- [Requirement] Copy each of the following lines verbatim, reproducing every one of them without alteration.
** Begin Items **
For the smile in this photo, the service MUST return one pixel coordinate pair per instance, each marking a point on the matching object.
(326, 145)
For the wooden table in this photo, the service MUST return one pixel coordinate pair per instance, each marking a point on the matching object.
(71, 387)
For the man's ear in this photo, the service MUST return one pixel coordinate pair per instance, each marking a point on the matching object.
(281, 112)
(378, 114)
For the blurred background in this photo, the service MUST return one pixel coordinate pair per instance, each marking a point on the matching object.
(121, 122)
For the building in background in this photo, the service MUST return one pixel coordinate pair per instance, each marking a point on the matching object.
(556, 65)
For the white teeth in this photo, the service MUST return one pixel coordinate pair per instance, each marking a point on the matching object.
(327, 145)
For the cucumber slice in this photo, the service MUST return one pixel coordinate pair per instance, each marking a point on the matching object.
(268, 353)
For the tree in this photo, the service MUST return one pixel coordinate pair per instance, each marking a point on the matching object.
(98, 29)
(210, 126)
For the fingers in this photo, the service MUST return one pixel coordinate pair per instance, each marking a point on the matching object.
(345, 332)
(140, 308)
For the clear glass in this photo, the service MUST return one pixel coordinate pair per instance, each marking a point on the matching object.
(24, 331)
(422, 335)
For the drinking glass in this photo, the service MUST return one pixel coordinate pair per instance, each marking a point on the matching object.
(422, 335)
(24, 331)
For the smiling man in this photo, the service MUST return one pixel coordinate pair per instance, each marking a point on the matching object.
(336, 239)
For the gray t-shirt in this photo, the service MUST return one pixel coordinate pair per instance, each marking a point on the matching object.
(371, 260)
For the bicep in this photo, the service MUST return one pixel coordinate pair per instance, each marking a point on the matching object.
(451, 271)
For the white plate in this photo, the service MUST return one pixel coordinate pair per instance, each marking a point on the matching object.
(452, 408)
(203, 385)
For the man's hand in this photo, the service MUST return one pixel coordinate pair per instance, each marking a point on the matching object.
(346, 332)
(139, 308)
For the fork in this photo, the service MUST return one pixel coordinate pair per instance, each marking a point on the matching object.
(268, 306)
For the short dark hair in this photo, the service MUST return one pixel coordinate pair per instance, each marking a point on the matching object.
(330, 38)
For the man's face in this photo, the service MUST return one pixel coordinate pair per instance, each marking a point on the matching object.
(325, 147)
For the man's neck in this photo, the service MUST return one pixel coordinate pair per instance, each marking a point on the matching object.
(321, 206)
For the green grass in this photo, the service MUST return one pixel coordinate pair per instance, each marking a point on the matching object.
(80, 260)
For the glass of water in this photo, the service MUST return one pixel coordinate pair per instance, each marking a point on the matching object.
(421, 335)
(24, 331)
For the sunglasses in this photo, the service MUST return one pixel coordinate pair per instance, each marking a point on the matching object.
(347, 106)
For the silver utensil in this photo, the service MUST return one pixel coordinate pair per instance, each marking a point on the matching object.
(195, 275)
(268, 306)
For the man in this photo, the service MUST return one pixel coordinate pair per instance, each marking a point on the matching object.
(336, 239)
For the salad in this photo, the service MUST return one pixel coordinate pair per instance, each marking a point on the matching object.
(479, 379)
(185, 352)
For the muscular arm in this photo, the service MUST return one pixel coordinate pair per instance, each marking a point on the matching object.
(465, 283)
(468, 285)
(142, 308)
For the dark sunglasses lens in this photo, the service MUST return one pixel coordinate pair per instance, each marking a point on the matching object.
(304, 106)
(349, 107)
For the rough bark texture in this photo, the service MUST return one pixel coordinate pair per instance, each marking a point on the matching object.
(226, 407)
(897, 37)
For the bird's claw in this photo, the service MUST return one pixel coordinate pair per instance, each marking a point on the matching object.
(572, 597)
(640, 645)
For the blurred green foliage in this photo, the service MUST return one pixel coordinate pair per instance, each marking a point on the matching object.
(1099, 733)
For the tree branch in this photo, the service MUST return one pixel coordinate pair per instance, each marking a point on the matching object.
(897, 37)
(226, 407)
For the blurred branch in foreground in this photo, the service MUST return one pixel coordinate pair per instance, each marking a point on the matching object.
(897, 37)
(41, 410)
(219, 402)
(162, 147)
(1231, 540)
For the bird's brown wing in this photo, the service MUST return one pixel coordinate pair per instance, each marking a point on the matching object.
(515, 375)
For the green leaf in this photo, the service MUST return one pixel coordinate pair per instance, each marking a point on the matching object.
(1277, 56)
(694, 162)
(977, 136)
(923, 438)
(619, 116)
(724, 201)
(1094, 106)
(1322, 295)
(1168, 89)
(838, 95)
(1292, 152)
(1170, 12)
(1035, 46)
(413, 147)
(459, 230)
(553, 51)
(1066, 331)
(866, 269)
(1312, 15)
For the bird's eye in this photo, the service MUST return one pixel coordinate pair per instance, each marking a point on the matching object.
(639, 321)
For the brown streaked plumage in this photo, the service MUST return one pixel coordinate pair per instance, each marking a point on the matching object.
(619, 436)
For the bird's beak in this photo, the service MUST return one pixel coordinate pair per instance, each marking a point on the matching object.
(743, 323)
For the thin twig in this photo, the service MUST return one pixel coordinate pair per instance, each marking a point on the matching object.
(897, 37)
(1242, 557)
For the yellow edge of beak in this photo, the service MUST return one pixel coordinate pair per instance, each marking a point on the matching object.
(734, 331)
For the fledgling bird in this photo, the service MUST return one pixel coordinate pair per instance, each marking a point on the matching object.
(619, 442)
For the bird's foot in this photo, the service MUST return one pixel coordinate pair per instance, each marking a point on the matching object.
** End Items **
- [Output of the task]
For the smile in this photo, the service MUST return one pixel coordinate pair per instance, each marking a point on the matching object.
(326, 145)
For the wooden table in this photo, the service MUST return one pixel coordinate pair per instance, each marking a point on the matching object.
(71, 387)
For the man's ear in this photo, the service MUST return one pixel coordinate pair per instance, each marking a point on the matching object.
(281, 112)
(378, 114)
For the blurred background in this photo, the service MUST return one pixel coordinate pair per instance, each marking a point on the matching object.
(121, 122)
For the building in background in this photo, the service MUST return one pixel coordinate pair per instance, each marking a point on the matching object.
(556, 65)
For the white teeth in this photo, the service MUST return one pixel coordinate pair per instance, each marking a point on the matching object.
(327, 145)
For the cucumber slice in this photo, the service MUST return one pixel coordinate pair per instance, each marking a point on the matching object.
(268, 353)
For the tree in this photo, the service MUST return one pixel coordinate pair per instance, each marking a point on the matching object.
(98, 29)
(210, 126)
For the fingers in this photo, the service MUST return one pixel coordinate pair per instance, each marking a point on the matching object.
(345, 332)
(140, 308)
For the clear glass in this photo, the service MUST return one pixel coordinate pair per instance, each marking a point on the matching object.
(24, 331)
(422, 335)
For the drinking glass in this photo, the service MUST return one pixel coordinate pair per instance, each marking a point on the matching object.
(422, 335)
(24, 331)
For the smiling man in this photo, the service MUST return one pixel coordinate pair per instance, each marking a point on the matching object.
(336, 239)
For the gray t-shirt in this photo, the service MUST return one pixel coordinate pair per instance, each marking a point on the matching object.
(371, 260)
For the bicep in this photo, the service MUST return one pixel coordinate pair per instance, each marking a point on the matching object.
(451, 271)
For the white plate in this photo, the service MUST return one pixel coordinate pair per instance, each marking a point on the matching object.
(452, 408)
(203, 385)
For the man's hand in this photo, the service MUST return one pixel coordinate pair per instance, each marking a point on the matching object.
(346, 332)
(139, 308)
For the fork in this photo, the service MUST return one pixel coordinate pair per instance, each marking a point on the matching object.
(268, 306)
For the short dark hair in this photo, the service MUST return one pixel coordinate pair per instance, each marking a point on the matching object.
(330, 38)
For the man's face in this photo, the service MUST return one pixel coordinate pair per instance, each marking a point on the matching object.
(325, 147)
For the man's neck in this photo, the service MUST return one pixel coordinate pair per instance, each marking a point on the matching object.
(321, 206)
For the green grass in this photo, the service MUST return one pixel coordinate pair per instance, each marking a point on the matching object.
(80, 260)
For the glass of water in this photo, the service MUST return one pixel coordinate pair per instance, each marking a point on the matching object.
(421, 335)
(24, 331)
For the sunglasses in this photo, the service MUST return one pixel coordinate pair per instance, each marking a point on the matching object.
(347, 106)
For the silver utensil in this photo, the service MUST return one pixel coordinate pair per instance, each marking a point on the matching object.
(195, 275)
(268, 306)
For the man in this photo, the service MUST return one pixel coordinate pair per instance, each marking a point on the matching object.
(336, 239)
For the salad in this photo, the service MUST return one pixel coordinate pair per instance, each marking a point on the matching object.
(479, 379)
(185, 352)
For the muscular arm in this photo, the service MUST return one pixel coordinate pair per instance, each marking a point on the matching object.
(465, 283)
(468, 285)
(142, 308)
For the dark sunglasses lens in this photo, the service MUST return one pixel coordinate pair per instance, each marking a point on the matching object.
(304, 106)
(349, 107)
For the rough bark texture in this photo, the service MUST return one pixel coordinate pair per instance, each marking a point on the matching object.
(226, 407)
(897, 37)
For the bird's claw in this photo, the service MUST return one pixel coordinate pair per instance, each marking a point on the matching object.
(572, 597)
(640, 645)
For the blurred green foliage in this photo, the service MUST return one pixel coordinate pair per instance, each marking a point on the matching object.
(1099, 733)
For the tree branch in this photo, the service MUST return one pixel coordinate pair per instance, each marking a point on the matching object.
(897, 37)
(226, 407)
For the blurred branch in foreground in this photo, the service MUST return one pixel coordinate pair per instance, each marking a point on the matching object.
(897, 37)
(41, 410)
(219, 402)
(162, 147)
(1231, 540)
For the bird's brown wing in this photo, the service MUST return one pixel coordinate pair per instance, each marking a point on the matching object.
(515, 375)
For the green leaf in this photo, the service MUST return one pixel coordinate pair per instance, each marking a point on the matching object.
(1277, 56)
(694, 162)
(977, 136)
(923, 438)
(619, 116)
(724, 201)
(1094, 106)
(1322, 295)
(1168, 89)
(838, 95)
(1292, 152)
(1170, 12)
(1035, 46)
(413, 147)
(459, 230)
(553, 51)
(1066, 331)
(866, 269)
(1312, 15)
For the bird's eye in this photo, the service MUST return one pixel coordinate pair per instance, each marking a point on the matching object.
(639, 321)
For the brown streaked plumage in this photo, the service MUST return one pixel coordinate pair per instance, each marking a point on the matching object.
(619, 436)
For the bird's beak in this photo, the service MUST return one pixel coordinate pair per instance, each marking a point on the matching object.
(743, 323)
For the thin twig in this photo, the service MUST return one pixel coordinate pair per instance, each marking a point on the matching object.
(897, 37)
(1242, 557)
For the yellow edge of beak in this photo, the service MUST return one pixel coordinate pair per instance, each marking a point on the matching object.
(734, 331)
For the fledgling bird in this photo, the service MUST return one pixel coordinate pair per instance, each marking a point on the matching object.
(619, 442)
For the bird's foot in this photo, the service MUST return one pixel coordinate pair per instance, each marking a point on the matching object.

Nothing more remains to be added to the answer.